- What needs to be done -
Only the line containing "Draw the outline of every instance of the whale shark snout." and the lines after it, up to the end of the listing, should be written out, each exactly as given.

Exercise input START

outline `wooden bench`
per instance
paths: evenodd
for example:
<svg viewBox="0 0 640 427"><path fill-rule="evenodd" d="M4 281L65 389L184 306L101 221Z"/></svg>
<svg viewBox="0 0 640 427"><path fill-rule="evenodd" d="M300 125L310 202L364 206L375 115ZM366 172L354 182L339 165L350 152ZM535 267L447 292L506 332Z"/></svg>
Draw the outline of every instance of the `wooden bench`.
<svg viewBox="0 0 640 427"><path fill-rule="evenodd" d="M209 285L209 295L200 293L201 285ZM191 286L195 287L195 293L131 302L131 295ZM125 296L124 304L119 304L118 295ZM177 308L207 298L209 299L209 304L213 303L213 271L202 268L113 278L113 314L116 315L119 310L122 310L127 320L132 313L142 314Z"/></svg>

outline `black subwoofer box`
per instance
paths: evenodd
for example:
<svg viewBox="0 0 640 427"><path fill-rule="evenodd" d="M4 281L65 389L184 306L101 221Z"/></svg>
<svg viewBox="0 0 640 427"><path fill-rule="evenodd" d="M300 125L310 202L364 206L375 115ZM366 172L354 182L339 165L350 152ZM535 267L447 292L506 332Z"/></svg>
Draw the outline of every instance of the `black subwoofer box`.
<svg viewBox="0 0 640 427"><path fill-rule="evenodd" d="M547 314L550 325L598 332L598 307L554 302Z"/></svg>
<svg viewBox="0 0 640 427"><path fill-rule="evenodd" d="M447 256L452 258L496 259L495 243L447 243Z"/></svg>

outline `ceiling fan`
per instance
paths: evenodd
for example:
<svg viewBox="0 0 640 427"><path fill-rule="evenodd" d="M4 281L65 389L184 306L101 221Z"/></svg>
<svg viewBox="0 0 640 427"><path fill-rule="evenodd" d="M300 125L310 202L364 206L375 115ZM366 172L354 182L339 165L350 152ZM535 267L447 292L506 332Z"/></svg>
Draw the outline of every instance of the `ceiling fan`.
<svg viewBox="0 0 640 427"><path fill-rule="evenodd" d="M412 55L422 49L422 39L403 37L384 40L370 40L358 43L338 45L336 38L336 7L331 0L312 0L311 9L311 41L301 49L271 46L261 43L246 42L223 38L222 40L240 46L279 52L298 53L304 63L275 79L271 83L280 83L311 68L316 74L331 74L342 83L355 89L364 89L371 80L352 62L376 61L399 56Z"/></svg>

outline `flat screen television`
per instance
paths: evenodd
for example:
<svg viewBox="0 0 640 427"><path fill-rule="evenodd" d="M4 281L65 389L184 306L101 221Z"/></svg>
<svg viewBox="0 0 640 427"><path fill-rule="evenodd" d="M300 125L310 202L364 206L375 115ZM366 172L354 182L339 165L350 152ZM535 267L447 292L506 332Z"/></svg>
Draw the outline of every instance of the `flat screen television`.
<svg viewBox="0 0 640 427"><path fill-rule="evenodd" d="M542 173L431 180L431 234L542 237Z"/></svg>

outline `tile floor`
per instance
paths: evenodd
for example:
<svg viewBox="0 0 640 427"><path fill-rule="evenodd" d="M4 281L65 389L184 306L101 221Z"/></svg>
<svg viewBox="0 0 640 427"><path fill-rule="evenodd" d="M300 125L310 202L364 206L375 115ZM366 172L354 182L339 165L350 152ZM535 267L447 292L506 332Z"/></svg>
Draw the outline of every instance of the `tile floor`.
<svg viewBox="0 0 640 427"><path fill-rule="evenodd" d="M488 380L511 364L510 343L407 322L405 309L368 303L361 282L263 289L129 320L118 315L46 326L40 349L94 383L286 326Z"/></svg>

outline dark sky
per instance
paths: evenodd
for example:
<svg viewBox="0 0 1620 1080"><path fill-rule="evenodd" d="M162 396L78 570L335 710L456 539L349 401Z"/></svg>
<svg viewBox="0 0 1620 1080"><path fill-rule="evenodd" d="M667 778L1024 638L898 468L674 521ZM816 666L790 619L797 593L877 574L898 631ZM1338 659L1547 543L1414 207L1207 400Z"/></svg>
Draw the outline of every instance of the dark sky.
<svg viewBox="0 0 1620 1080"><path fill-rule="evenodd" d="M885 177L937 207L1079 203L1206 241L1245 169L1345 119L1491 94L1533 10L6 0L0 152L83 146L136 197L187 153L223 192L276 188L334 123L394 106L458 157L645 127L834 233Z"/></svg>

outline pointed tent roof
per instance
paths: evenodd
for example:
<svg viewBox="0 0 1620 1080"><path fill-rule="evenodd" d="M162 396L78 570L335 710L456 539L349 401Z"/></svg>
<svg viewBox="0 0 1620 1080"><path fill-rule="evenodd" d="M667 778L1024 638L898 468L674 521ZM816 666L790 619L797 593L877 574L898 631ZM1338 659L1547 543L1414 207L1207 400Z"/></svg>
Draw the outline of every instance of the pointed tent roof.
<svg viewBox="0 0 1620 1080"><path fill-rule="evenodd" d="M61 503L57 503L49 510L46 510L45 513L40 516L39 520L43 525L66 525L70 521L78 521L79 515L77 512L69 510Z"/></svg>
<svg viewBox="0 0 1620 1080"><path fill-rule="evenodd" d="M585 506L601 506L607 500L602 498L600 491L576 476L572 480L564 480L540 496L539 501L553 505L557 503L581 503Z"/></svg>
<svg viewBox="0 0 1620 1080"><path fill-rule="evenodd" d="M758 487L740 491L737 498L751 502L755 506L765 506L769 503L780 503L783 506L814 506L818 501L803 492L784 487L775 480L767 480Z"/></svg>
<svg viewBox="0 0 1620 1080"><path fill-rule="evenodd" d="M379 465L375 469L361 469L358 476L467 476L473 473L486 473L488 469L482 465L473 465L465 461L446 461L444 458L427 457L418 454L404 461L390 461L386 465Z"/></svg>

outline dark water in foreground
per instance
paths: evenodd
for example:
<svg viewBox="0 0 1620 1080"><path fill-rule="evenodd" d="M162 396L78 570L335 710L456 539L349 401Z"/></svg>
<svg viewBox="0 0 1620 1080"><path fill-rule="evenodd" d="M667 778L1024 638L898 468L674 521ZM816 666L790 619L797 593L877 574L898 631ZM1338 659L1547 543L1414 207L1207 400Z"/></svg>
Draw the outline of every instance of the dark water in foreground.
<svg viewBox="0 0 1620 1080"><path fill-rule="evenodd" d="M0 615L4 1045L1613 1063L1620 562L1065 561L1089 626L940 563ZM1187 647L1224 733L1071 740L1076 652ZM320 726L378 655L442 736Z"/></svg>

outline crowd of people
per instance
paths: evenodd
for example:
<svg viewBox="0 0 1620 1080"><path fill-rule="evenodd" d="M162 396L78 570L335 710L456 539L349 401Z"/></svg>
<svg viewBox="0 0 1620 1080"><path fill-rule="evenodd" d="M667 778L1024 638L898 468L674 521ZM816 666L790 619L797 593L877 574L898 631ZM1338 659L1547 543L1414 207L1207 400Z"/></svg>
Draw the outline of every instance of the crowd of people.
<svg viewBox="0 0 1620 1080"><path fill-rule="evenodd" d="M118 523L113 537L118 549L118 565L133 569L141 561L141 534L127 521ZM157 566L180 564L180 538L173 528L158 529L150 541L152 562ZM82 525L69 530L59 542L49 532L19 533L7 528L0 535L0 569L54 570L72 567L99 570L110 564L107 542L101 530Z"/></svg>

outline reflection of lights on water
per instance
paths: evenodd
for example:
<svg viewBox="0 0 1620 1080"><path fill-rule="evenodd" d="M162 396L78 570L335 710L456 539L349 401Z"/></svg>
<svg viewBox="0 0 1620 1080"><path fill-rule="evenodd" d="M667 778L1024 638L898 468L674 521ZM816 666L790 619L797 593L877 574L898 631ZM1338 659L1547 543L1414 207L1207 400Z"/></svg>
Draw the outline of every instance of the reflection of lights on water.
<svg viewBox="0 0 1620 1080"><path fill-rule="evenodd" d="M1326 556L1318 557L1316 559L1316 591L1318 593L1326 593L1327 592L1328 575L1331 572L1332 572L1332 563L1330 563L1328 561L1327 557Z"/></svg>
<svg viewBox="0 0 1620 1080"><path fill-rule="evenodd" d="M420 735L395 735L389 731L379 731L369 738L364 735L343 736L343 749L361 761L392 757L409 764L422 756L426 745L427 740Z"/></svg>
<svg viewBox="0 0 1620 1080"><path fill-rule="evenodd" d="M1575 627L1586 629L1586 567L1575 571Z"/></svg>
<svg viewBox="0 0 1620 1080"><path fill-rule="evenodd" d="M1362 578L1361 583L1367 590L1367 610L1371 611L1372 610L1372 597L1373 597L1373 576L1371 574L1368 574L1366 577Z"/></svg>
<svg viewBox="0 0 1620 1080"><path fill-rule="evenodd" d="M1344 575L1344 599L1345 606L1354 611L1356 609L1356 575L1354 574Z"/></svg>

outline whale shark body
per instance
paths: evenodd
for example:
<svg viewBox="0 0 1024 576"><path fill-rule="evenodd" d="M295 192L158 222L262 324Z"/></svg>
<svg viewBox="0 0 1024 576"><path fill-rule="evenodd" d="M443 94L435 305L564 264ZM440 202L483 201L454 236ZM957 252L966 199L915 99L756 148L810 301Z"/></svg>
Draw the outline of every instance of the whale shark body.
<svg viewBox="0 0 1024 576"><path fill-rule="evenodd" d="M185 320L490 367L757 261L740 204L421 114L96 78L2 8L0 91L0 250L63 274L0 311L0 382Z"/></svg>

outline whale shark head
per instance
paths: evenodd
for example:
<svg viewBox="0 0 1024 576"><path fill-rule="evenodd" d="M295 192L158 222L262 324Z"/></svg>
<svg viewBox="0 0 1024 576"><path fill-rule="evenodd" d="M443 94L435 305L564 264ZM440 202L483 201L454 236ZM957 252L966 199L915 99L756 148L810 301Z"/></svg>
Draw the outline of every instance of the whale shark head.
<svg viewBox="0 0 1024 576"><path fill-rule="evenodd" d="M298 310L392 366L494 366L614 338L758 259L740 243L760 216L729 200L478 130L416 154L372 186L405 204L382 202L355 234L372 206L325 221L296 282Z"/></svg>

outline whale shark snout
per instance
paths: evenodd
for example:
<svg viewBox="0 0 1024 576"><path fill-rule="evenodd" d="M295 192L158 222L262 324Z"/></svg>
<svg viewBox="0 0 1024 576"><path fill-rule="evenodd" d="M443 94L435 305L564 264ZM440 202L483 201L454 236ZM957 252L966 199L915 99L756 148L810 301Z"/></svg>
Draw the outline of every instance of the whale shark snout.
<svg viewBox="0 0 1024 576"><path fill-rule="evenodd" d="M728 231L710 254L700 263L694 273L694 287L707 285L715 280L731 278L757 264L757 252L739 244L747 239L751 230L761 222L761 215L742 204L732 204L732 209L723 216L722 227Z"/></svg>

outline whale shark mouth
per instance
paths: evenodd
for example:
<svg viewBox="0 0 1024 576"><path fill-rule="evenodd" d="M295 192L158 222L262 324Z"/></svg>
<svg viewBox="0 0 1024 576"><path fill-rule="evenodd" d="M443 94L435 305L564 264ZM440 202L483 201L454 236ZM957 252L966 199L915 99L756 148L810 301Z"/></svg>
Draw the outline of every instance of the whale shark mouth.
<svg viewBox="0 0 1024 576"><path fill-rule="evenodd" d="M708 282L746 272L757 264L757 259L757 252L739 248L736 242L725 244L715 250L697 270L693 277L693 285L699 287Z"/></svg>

Exercise input END

- Response area -
Draw the outline of every instance of the whale shark snout.
<svg viewBox="0 0 1024 576"><path fill-rule="evenodd" d="M728 231L710 254L700 263L694 273L694 287L707 285L715 280L731 278L757 264L757 252L739 244L747 239L751 230L761 222L761 215L742 204L732 204L732 209L723 216L722 227Z"/></svg>

outline whale shark mouth
per instance
paths: evenodd
for example:
<svg viewBox="0 0 1024 576"><path fill-rule="evenodd" d="M295 192L158 222L262 324Z"/></svg>
<svg viewBox="0 0 1024 576"><path fill-rule="evenodd" d="M443 94L435 305L564 264ZM440 202L483 201L454 236ZM957 252L966 199L915 99L756 148L810 301Z"/></svg>
Draw the outline of every instance of the whale shark mouth.
<svg viewBox="0 0 1024 576"><path fill-rule="evenodd" d="M708 282L746 272L757 264L757 259L757 252L739 248L736 242L725 244L715 250L697 270L693 277L693 285L699 287Z"/></svg>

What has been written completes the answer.